◆ Source ◆

----

A NEW YORK TIMES BESTSELLER

The extraordinary world introduced in Paul Pope's Battling Boy is rife with monsters and short on heroes... but in this action-driven extension of the Battling Boy universe, we see it through a new pair of eyes: Aurora West, daughter of Arcopolis's last great hero, Haggard West.

A prequel to Battling Boy , The Rise of Aurora West follows the young hero as she seeks to uncover the mystery of her mother's death, and to find her place in a world overrun with supernatural monsters and all-too-human corruption. With a taut, fast-paced script from Paul Pope and JT Petty and gorgeous, kinetic art from David Rubin, The Rise of Aurora West (the first of two volumes) is a tour de force in comics storytelling.


Author Notes

Paul Pope is the acclaimed author-illustrator of Batman: Year 100 , Heavy Liquid , and 100% . He has won three Eisner Awards, and his first graphic novel for kids, Battling Boy, was a #1 New York Times best seller.

JT Petty is an American film director, author, and video game writer. With Paul Pope, he wrote two Battling Boy prequels: The Rise of Aurora West and Fall of the House of West .

David Rubin is a Spanish cartoonist and author of critically-acclaimed graphic novels including The Hero and Beowulf . He directed the animated feature film Spirit of the Forest and has been the subject of a documentary.

----

Region annotation listing:
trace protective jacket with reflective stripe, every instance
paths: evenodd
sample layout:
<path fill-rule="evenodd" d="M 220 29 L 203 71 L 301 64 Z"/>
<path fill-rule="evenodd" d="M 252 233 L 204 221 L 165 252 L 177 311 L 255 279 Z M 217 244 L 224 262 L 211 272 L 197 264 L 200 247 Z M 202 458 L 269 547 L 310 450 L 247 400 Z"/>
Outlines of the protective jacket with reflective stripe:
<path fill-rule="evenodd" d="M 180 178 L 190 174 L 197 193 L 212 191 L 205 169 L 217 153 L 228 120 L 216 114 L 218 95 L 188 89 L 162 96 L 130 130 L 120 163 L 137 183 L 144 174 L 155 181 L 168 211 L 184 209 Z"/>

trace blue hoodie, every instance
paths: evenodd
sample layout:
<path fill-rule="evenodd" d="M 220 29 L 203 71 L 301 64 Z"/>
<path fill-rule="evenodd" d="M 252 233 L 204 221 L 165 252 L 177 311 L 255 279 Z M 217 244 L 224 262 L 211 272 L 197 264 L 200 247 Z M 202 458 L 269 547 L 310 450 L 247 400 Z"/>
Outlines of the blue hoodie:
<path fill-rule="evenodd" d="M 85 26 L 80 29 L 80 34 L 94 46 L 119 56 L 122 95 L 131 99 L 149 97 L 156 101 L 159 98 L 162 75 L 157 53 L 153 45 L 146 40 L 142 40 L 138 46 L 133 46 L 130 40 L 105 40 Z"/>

----

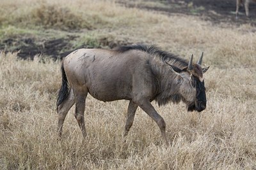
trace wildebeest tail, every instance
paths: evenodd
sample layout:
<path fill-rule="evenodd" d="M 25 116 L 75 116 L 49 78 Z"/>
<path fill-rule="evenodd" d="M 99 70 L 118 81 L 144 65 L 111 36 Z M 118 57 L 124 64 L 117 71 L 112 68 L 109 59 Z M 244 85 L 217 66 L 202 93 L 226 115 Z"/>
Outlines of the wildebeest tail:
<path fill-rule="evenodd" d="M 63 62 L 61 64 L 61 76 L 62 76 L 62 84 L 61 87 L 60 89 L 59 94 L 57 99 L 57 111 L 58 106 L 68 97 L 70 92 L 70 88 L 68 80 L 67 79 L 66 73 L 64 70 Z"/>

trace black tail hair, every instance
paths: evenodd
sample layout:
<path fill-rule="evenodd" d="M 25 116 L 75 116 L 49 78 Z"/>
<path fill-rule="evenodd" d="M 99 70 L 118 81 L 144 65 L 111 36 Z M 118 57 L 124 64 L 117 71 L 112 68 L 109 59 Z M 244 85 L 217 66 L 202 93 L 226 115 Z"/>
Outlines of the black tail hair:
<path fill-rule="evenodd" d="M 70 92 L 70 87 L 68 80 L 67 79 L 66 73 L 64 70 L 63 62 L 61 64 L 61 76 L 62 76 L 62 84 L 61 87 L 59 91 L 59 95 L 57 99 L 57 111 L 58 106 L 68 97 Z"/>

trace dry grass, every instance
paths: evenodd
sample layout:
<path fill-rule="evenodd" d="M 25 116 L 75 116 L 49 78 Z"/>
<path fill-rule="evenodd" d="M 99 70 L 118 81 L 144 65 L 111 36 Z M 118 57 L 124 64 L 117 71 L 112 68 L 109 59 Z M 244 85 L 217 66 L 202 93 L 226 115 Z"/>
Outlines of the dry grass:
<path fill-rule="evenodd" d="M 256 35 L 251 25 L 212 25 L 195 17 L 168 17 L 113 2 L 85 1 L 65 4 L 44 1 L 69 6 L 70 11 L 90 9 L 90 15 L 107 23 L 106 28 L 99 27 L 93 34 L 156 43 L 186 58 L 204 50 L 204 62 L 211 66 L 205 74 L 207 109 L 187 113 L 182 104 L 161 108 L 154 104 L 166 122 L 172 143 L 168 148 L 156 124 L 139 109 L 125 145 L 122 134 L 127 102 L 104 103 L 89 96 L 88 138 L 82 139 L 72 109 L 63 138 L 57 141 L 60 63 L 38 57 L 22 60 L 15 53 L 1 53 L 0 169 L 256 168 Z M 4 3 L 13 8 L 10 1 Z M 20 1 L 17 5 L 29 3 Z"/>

----

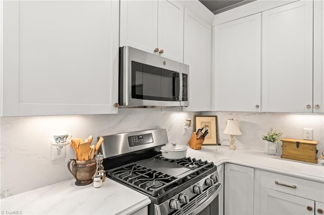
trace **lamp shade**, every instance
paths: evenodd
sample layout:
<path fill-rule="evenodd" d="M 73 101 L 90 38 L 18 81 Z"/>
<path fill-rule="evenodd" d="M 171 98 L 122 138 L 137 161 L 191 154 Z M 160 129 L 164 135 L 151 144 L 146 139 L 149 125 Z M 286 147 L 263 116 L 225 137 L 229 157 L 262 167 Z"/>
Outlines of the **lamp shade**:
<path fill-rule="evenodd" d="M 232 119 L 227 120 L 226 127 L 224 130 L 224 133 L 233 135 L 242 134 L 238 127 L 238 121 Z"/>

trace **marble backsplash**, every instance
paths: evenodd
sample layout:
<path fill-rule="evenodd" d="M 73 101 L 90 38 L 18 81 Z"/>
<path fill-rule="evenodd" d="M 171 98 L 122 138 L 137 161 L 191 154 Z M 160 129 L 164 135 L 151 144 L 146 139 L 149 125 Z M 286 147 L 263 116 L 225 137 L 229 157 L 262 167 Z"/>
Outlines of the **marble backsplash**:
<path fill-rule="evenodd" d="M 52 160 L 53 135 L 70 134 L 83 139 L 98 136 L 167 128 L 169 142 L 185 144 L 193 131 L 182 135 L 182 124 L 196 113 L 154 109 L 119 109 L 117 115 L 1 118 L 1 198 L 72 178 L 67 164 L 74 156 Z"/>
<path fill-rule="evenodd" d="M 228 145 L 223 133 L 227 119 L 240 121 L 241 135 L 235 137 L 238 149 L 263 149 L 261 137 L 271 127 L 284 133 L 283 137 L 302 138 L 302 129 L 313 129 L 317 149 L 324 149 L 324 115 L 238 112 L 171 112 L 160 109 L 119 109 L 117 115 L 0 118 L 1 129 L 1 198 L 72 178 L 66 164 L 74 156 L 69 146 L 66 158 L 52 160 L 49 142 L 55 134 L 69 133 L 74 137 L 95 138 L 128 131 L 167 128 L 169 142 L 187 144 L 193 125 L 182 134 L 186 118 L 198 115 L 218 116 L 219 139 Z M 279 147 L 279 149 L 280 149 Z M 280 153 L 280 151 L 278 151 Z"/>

----

◆ Exercise objective ◆
According to the book description above, who is Aurora West's father?

◆ Reply to the exercise ◆
Haggard West, Arcopolis's last great hero.